IV. Issues and Standard of Review
[19] The Applicant raises the following issues arising out of the IAD Decision:
Did the IAD err in concluding that the Husband’s divorce was not valid?
Was it unreasonable for the IAD not to consider whether the Applicant’s marriage is genuine?
[20] I agree with the parties that the applicable standard of review of the merits of a decision is that of reasonableness as articulated by the Supreme Court in Canada (Minister of Citizenship and Immigration) v Vavilov, 2019 SCC 65 [Vavilov] at paragraphs 16-17 and 23-25.
[21] In determining whether a decision is reasonable, the court must consider whether it is justified, transparent and intelligible to those who are subject to it (Vavilov at paras 86, 95). Both the rationale and the outcome must be justified in relation to the relevant factual and legal constraints that bear on the decision maker (Vavilov at para 99).
[22] The Court must engage in a robust review while showing deference to the expertise of the administrative tribunal below and must refrain from re-weighing or re-assessing the evidence (Vavilov at paras 94, 125).
V. Analysis
A. The IAD did not err in finding that the Husband’s divorce is not valid
[23] The Applicant submits that the IAD erred in three aspects of its decision not to recognize the Husband’s divorce as valid, each of which I address in turn.
(1) The IAD’s treatment of the Legal Opinion
[24] The Applicant submits that the IAD erred in concluding that the Applicant did not meet her burden of demonstrating that the Husband’s divorce is valid in Canada. She relies on a letter from a family law lawyer who provided an opinion that the couple were free to marry in Canada as the Husband was legally divorced [the Legal Opinion]. The Legal Opinion provides an opinion that: (i) to obtain an Ontario marriage licence, the Applicant would have had to satisfy the Registrar General that the Husband’s divorce was valid; and (ii) based on the Divorce Document and the facts as presented by the Husband, which included confirmation of a one-year separation, the Husband’s Iranian divorce “can be recognized for all purposes of determining [the Husband’s] marital status in Canada”
and the Husband was “legally free to remarry.”
[25] The IAD rejected the Legal Opinion, finding it “unreliable and unhelpful”
in deciding whether the Husband’s divorce should be recognized in Canada for three reasons: (i) the Legal Opinion did not consider whether the Husband and his Former Spouse had a substantial connection to Iran; (ii) the Legal Opinion fails to address whether the Husband’s Iranian divorce was fair; and (iii) the facts upon which the Legal Opinion were based that included the suggestion that both parties were involved in the divorce proceedings are inconsistent with the Husband’s testimony before the IAD.
____
■ Short exercise A ■
According to the court decision excerpt, which standard of review applies to the merits of the decision?
■ Short exercise B ■
From the court decision excerpt, extract verbatim the stretch from "IV. Issues and" through "was not valid?".

■ Given data ■
____
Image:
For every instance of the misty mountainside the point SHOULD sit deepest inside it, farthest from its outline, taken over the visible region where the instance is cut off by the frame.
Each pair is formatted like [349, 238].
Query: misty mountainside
____
■ Correct result A ■
The reasonableness standard, as articulated by the Supreme Court in Vavilov.

■ Correct result B ■
IV. Issues and Standard of Review
[19] The Applicant raises the following issues arising out of the IAD Decision:
Did the IAD err in concluding that the Husband’s divorce was not valid?